## [Estratto fornito]
###
La Somalia prima dell'11 settembre
La Somalia compare in un rapporto del Centro di ricerche del Congresso degli Stati Uniti su Osama Bin Laden e la sua organizzazione Al Qaeda presentato lunedì 10 settembre, 24 ore prima degli attentati al World Trade Center e al Pentagono. Nel rapporto si sostiene che la Somalia (insieme ad altri 34 Paesi, tra cui anche Usa e Gran Bretagna) ospita cellule di terroristi legati a Bin Laden.

Dopo l'11 settembre
Il governo somalo ha espresso solidarietà al popolo statunitense attraverso una e-mail inviata al vicepresidente Dick Cheney.

Al-Ithaad: longa manus di Bin Laden?
Al Ithaad Al Islamya. Vuol dire "Unità dell'Islam.. E' il gruppo fondamentalista islamico che opera in Somalia. Il Pentagono lo tiene d'occhio. Dal 1995 centinaia di militanti di Al Qaeda si sarebbero addestrati nel Corno d'Africa e sarebbero stati la base logistica per gli attentati dell'estate 1998 alle ambasciate Usa in Kenya e Tanzania. Bin Laden avrebbe utilizzato Al Islamya come testa di ponte per infiltrarsi in Africa. Lo stesso sceicco saudita avrebbe soggiornato alcune settimane in Somalia dopo essere stato costretto a lasciare il Sudan nel 1996. I leader egiziani di Al Qaeda avrebbero poi provveduto a spostare nel Corno d'Africa i militanti fondamentalsiti di stanza nello Yemen. Per due anni una cellula di Al-Ithaad si è nascosta dietro una società di commercio del pesce, utilizzando navi e porti somali. I viaggi dei guerriglieri di Osama sarebbero stati finanziati da Al B., una società saudita con base a Dubai sospettata di sostenere formazioni terroristiche in tutto il Medio Oriente.

Strani movimenti dopo l'11 settembre
Nei giorni successivi agli attentati negli Usa cinque pescherecci con centinaia di guerriglieri a bordo sono partiti dal porto di Bosaso alla volta di Karachi, in Pakistan. Da qui si sarebbero diretti in Afghanistan per unirsi ai battaglioni di Al Qaeda.

Basi somale di Al Qaeda?
Sarebbero nella regione di Ras Komboni, nel Sud, vicino al confine con il Kenya. Al Qaeda sarebbe presente anche nella regione semiautonoma del Puntland. Molti dei guerriglieri partiti per l'Afghanistan dopo l'11 settembre proverrebbero da qui.

Le prove raccolte dall'Etiopia
Nel 1997 il governo di Addis Abeba ha sferrato diversi attacchi a formazioni militari somale che avevano oltrepassato il confine. Tra le vittime e i prigionieri ci sarebbero circa trenta arabi. I soldati etiopi avrebbero inoltre sequestrato documenti che provano i legami tra Al Qaeda e Al Islamya. In caso di un'azione contro le basi somale di Bin Laden, l'esercito etiope potrebbe intervenire al fianco delle alle forze Usa.
###
## [Consegna]
Per favore, prosegui il testo sulla Somalia e Al Qaeda riprendendo subito dopo la sua ultima frase.
###
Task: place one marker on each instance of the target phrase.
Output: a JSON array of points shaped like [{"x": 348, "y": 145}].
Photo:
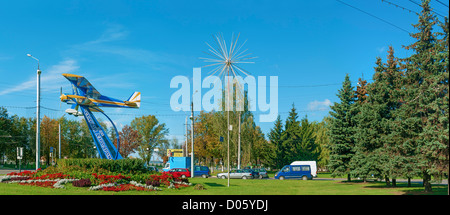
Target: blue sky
[{"x": 127, "y": 46}]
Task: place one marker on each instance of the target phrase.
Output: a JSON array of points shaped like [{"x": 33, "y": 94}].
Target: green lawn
[{"x": 216, "y": 186}]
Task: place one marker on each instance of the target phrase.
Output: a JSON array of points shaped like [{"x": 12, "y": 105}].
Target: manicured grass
[{"x": 216, "y": 186}]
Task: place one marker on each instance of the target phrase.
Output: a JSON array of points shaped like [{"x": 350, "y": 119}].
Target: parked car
[
  {"x": 262, "y": 172},
  {"x": 180, "y": 172},
  {"x": 255, "y": 174},
  {"x": 236, "y": 173},
  {"x": 202, "y": 171},
  {"x": 294, "y": 172}
]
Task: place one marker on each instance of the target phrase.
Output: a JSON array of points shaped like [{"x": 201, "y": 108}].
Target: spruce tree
[
  {"x": 341, "y": 130},
  {"x": 422, "y": 120},
  {"x": 307, "y": 148},
  {"x": 275, "y": 139},
  {"x": 290, "y": 138}
]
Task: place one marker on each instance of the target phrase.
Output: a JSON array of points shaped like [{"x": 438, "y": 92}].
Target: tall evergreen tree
[
  {"x": 341, "y": 130},
  {"x": 307, "y": 148},
  {"x": 290, "y": 137},
  {"x": 420, "y": 122},
  {"x": 275, "y": 140}
]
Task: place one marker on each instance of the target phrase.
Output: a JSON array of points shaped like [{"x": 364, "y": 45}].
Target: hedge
[{"x": 124, "y": 166}]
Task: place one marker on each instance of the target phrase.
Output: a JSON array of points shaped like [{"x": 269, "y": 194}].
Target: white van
[{"x": 312, "y": 164}]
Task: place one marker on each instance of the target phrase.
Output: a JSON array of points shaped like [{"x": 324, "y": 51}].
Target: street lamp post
[
  {"x": 38, "y": 120},
  {"x": 192, "y": 135}
]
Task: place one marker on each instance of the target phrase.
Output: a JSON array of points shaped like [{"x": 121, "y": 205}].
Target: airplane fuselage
[{"x": 101, "y": 101}]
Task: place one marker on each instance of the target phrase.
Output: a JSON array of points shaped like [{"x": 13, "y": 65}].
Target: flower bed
[{"x": 105, "y": 182}]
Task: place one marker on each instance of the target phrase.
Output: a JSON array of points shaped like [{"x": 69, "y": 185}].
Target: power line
[
  {"x": 396, "y": 5},
  {"x": 430, "y": 8},
  {"x": 376, "y": 17},
  {"x": 442, "y": 3}
]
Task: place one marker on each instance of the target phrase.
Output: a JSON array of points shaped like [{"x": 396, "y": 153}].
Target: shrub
[
  {"x": 124, "y": 166},
  {"x": 199, "y": 187},
  {"x": 82, "y": 183},
  {"x": 153, "y": 183}
]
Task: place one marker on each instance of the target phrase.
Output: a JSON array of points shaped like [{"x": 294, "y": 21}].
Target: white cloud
[
  {"x": 318, "y": 105},
  {"x": 381, "y": 49},
  {"x": 51, "y": 79}
]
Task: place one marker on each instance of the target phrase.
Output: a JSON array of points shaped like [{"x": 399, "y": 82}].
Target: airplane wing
[{"x": 83, "y": 85}]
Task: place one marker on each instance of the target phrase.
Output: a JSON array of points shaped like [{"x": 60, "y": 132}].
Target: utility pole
[
  {"x": 186, "y": 143},
  {"x": 239, "y": 142},
  {"x": 59, "y": 147},
  {"x": 38, "y": 120},
  {"x": 192, "y": 139}
]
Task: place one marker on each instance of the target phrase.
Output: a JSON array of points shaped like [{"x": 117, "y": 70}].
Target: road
[{"x": 443, "y": 182}]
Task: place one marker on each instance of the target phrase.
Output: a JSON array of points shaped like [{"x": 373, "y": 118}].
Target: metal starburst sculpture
[{"x": 227, "y": 60}]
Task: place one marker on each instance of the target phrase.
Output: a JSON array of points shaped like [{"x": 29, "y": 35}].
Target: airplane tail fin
[{"x": 135, "y": 98}]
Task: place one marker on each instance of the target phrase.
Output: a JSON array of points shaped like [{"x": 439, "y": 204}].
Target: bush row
[{"x": 124, "y": 166}]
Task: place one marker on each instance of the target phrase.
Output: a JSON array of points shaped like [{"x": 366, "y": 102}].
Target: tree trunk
[{"x": 426, "y": 182}]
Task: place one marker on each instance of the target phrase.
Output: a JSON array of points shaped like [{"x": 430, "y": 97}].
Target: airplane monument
[{"x": 86, "y": 98}]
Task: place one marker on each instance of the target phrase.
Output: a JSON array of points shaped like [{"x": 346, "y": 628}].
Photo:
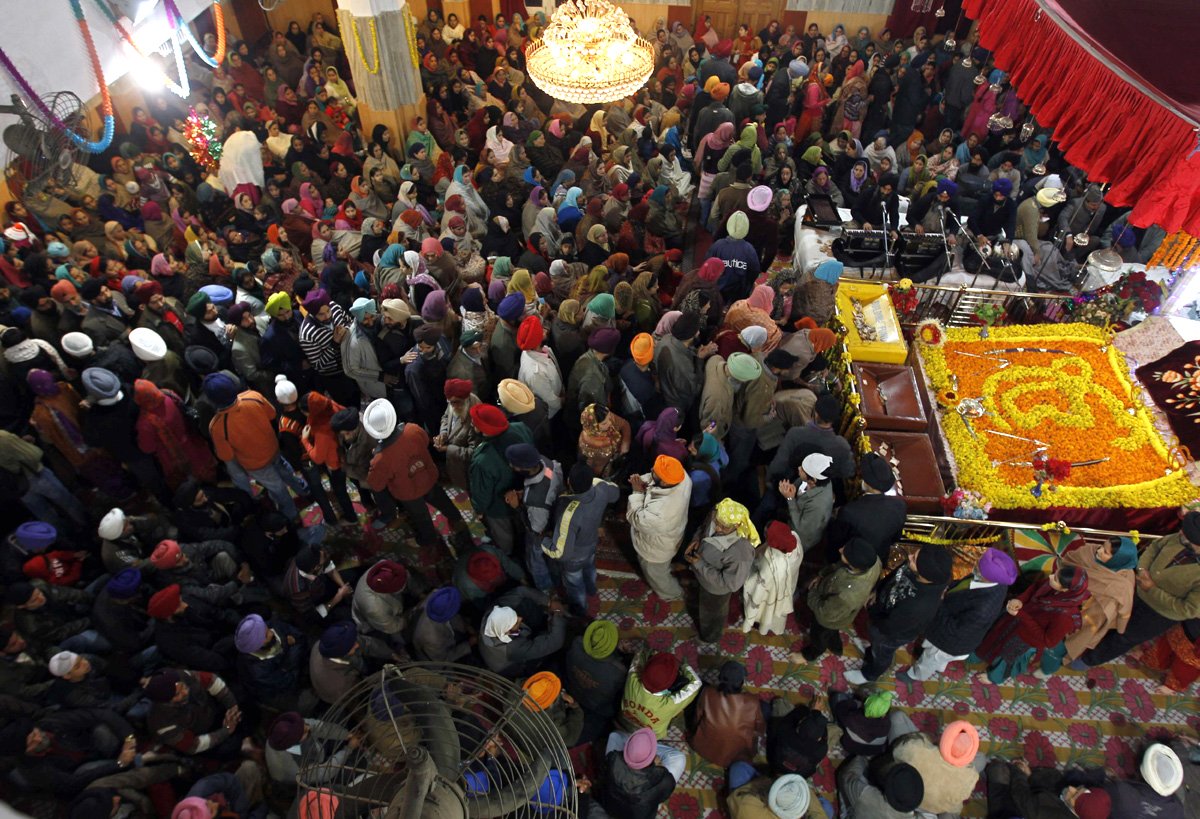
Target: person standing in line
[
  {"x": 658, "y": 519},
  {"x": 721, "y": 559}
]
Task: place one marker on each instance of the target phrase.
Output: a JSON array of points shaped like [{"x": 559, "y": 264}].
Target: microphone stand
[
  {"x": 1059, "y": 241},
  {"x": 887, "y": 229}
]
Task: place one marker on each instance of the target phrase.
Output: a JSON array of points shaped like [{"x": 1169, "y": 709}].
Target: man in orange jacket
[
  {"x": 244, "y": 437},
  {"x": 405, "y": 468}
]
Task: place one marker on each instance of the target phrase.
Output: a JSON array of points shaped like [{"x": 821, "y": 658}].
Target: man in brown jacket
[
  {"x": 403, "y": 468},
  {"x": 244, "y": 437},
  {"x": 729, "y": 722}
]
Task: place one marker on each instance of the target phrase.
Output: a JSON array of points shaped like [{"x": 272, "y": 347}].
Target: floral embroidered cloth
[{"x": 1174, "y": 384}]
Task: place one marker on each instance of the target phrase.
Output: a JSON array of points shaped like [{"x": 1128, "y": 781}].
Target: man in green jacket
[
  {"x": 1168, "y": 592},
  {"x": 491, "y": 474},
  {"x": 837, "y": 596}
]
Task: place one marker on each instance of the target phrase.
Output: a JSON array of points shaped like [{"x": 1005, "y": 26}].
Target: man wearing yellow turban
[{"x": 721, "y": 560}]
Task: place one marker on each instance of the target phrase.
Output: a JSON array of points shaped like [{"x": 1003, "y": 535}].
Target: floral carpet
[{"x": 1098, "y": 718}]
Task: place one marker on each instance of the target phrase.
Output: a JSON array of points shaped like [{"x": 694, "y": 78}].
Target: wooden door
[
  {"x": 757, "y": 13},
  {"x": 725, "y": 17}
]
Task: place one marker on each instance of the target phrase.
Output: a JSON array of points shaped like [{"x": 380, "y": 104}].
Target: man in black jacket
[
  {"x": 869, "y": 209},
  {"x": 875, "y": 516},
  {"x": 904, "y": 605},
  {"x": 65, "y": 751},
  {"x": 967, "y": 611}
]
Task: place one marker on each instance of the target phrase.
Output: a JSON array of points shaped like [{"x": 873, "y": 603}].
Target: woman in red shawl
[
  {"x": 57, "y": 418},
  {"x": 1042, "y": 617},
  {"x": 1177, "y": 653},
  {"x": 815, "y": 100},
  {"x": 162, "y": 432}
]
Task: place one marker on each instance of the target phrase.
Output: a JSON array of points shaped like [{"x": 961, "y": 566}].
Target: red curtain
[{"x": 1104, "y": 124}]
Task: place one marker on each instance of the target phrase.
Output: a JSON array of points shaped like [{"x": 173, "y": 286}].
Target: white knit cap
[
  {"x": 285, "y": 390},
  {"x": 112, "y": 525},
  {"x": 148, "y": 345},
  {"x": 63, "y": 662},
  {"x": 754, "y": 336},
  {"x": 1162, "y": 770},
  {"x": 499, "y": 622},
  {"x": 78, "y": 345},
  {"x": 815, "y": 465},
  {"x": 789, "y": 796},
  {"x": 379, "y": 419}
]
###
## [Risposta all'esercizio]
Ruolo dell'Italia nell'eventuale rappresaglia
Gli Usa potrebbero chiedere agli alleati di partecipare all'attacco contro le basi somale di Bin Laden. Secondo alcuni osservatori Nato l'Italia potrebbe partecipare attivamente nella sua ex colonia.

Il fallimento di Restore Hope
Nel dicembre 1992 un contingente della forza di pace delle Nazioni Unite (Onusom), guidato dagli Stati Uniti, viene inviato nella Somalia devastata dalla guerra civile per permettere alle organizzazioni internazionali di riprendere la distribuzione di viveri e fornire assistenza umanitaria. L'operazione è chiamata Restore Hope ("riportare la speranza"). Lo scontro principale è tra le fazioni rivali del generale Mohamed Farah Aidid e di Mohamed Ali Mahdi. Il contingente dell'Onu non riesce però a gestire la situazione e si macchia di gravi violenze ai danni della popolazione civile.

Osama contro Restore Hope
Nel 1993 Bin Laden emana una fatwa (editto religioso) in cui esorta i somali a cacciare gli americani dal Paese. Diciotto Rangers vengono uccisi e i loro cadaveri sono trascinati per le strade di Mogadiscio nel tripudio della folla. Nel marzo del 1995 le forze dell'Onusom battono in ritirata. Osama ha ricordato con orgoglio quell'episodio nel discorso televisivo del 7 ottobre .

Paese senza governo
Il Paese è in una situazione di anarchia. Dal 1991 non ha più un governo. Clan diversi si contendono il controllo del territorio. Dodici conferenze di pace non sono riuscite a restituire un assetto stabile alla Somalia.

Un Paese, tre governi, centinaia di clan
Nel luglio 2000 a Gibuti l'Onu ha organizzato una conferenza insieme alla Lega Araba e all'Unione Europea sul futuro della Somalia. Erano presenti duemila delegati somali, tra cui alcuni "signori della guerra", cioè i capi dei clan che attualmente controllano la Somalia. E' stato istituito un governo transitorio, affidato per tre anni ad Abdiqasim Salad hassan, esiliato ex ministro dell'Interno. Mancavano però i rappresentanti dei governi autoproclamati del Somaliland (Nord Ovest) e del Puntland (Centro). Il nuovo governo di transizione è osteggiato da vari gruppi armati, soprattutto dell'Esercito di Resistenza degli Rahanwein (Rra) guidato da Hassan Mohamed Nur, appoggiato dalla vicina Etiopia. Il Somaliland guidato da Mohamed Ibrahim Egal cerca senza successo il riconoscimento a livello internazionale. Nel Sud comanda ancora l'alleanza nazionale somala guidata da Hussein Mahamed Aidid, figlio di Aidid, morto in combattimento nell'estate del 1996. La guerra continua. Impossibile prevedere una soluzione in tempi rapidi.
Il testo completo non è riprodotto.